>> Begin

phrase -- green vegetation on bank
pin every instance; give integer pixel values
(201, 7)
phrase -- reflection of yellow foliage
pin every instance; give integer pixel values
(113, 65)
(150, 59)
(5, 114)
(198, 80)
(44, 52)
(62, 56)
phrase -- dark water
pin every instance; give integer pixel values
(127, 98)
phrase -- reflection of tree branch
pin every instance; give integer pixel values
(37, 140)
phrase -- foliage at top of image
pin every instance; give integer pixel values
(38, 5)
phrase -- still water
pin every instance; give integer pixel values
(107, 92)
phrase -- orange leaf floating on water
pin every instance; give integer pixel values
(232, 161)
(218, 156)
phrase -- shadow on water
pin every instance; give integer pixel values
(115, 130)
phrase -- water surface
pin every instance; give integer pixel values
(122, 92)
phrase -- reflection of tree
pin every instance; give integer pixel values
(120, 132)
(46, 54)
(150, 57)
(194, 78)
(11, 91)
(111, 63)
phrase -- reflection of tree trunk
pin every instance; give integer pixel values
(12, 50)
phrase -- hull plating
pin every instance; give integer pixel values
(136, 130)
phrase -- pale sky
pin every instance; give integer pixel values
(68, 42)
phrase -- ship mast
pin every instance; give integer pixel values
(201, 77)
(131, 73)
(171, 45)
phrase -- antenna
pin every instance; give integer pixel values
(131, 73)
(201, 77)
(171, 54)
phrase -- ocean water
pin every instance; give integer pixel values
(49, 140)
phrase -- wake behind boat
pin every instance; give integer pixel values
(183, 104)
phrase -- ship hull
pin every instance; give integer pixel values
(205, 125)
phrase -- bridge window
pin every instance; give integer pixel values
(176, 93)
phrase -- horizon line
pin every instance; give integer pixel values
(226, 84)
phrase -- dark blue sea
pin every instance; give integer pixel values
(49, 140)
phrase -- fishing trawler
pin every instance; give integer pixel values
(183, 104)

>> End
>> Begin

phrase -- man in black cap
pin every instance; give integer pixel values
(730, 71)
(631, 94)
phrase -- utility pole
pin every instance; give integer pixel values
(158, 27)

>> End

● TASK DETAILS
Go through the material and copy out every line that contains the word "water". Only matches with the same capitalization count.

● THE COMPLETED TASK
phrase -- dark water
phrase -- still water
phrase -- orange leaf floating on water
phrase -- shadow on water
phrase -- water surface
phrase -- ocean water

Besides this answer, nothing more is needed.